### PAGE TEXT
>>

Bernhardt v. American Railway Express Co.

218 A.D. 195 | N.Y. App. Div. | 1926

Davis, J.

The defendant received at Cleveland, 0., two trunks for transportation to a consignee at 35 Spruce street, Buffalo. The trunks having arrived at Buffalo by rail, defendant on the morning of July 4, 1925, sent a truck to deliver them at the address given. On arriving there the driver learned it was a house in which several families resided. He rapped at the rear door which was opened by plaintiff. The driver made inquiry and ascertained that the consignee resided upstairs in the rear but was temporarily *196.absent. Evidently the driver stated his errand and plaintiff says asked a hand with the trunks.” The driver says plaintiff volunteered his assistance. In view of the verdict we will assume the plaintiff’s version to be correct.

They then went out to the truck accompanied by the plaintiff’s nephew, a boy of nineteen. The plaintiff and the driver proceeded to unload one of the trunks. In some manner the end at which plaintiff was located fell or dropped on plaintiff’s right forearm cracking the bone. For the alleged negligence of the driver in the manner of unloading, the plaintiff has a small verdict for damages.

It is difficult to determine from the pleading, proof and argument on just what theory the plaintiff’s verdict is based, assuming that the driver was careless in the handling of the trunk. There is evidence that the driver had no assistant and that after plaintiff was injured his nephew came forward and helped carry this trunk to the place of delivery. The other trunk of substantially the same size and weight the driver delivered unaided.

<<

Lines from a dataset:
>>

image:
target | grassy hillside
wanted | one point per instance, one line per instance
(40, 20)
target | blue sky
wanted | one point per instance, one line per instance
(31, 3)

<<

### TASKS FOR THIS EXERCISE
1. Reproduce the passage of the court opinion that begins at the words "Bernhardt v. American" and stops after the words "to be correct.".
2. Answer these questions using the court opinion:
(a) To what street address in Buffalo were the trunks to be delivered?
(b) How old was the plaintiff's nephew?
(c) What injury did the plaintiff suffer when the trunk fell?
3. Extend the court opinion on the trunk delivery in Buffalo, continuing from its final sentence.
These lines have no role in the work requested.

### THE RESPONSES
1.
Bernhardt v. American Railway Express Co.

218 A.D. 195 | N.Y. App. Div. | 1926

Davis, J.

The defendant received at Cleveland, 0., two trunks for transportation to a consignee at 35 Spruce street, Buffalo. The trunks having arrived at Buffalo by rail, defendant on the morning of July 4, 1925, sent a truck to deliver them at the address given. On arriving there the driver learned it was a house in which several families resided. He rapped at the rear door which was opened by plaintiff. The driver made inquiry and ascertained that the consignee resided upstairs in the rear but was temporarily *196.absent. Evidently the driver stated his errand and plaintiff says asked a hand with the trunks.” The driver says plaintiff volunteered his assistance. In view of the verdict we will assume the plaintiff’s version to be correct.

2.
(a) 35 Spruce street.
(b) Nineteen.
(c) The bone of his right forearm was cracked.

3.
The description given by all witnesses indicates that it was a common trunk of ordinary size. Plaintiff makes no attempt to estimate its weight, so the driver’s statement is undisputed that it weighed from 100 to 125 pounds. These facts certainly created no emergency authorizing the driver to employ one to assist him and no other authority is shown. In fact, the counsel for plaintiff makes no claim of emergency employment. The chief argument for sustaining the verdict seems to rest on the theory that as the accident occurred in the street, the plaintiff was rightfully in the place where he was injured.

The question of liability of the owner or master to one who voluntarily or by invitation of an employee engages in work and sustains injury, is generally troublesome. Much depends upon whether there was an emergency, the authority of the servant who calls for further assistance, the place where the work is performed, the interest in the work of the party assisting, the age of the person invited or volunteering, whether adult or minor, whether the injury occurred through a detail of the work or because of a danger or defect existing in the place where the work was being done, or in the instrumentalities by which it was performed, or if the injury resulted from some willful or wanton act. Other elements no doubt may exist so that each case must be determined on its particular facts. (See Geibel v. Elwell, 19 App. Div. 285; Fiesel v. New York Edison Co., 123 id. 676; Manifold v. U. S. Trucking Corp., 209 id. 633; Cannon v. Fargo, 222 N. Y. 321.)

Here there was no authority to be implied from the nature of the employment of the driver to engage bystanders to assist him *197and none was shown. The plaintiff was not the owner of the trunks and had no interest in the work. He was an adult and capable of understanding the risks involved in unloading and carrying the trunks. Thére was nothing defective about the truck which the master had supplied, and there is no claim of willful injury. Whatever occurred was due, we will assmne, to the negligence of the driver in attempting to take the trunks from the truck.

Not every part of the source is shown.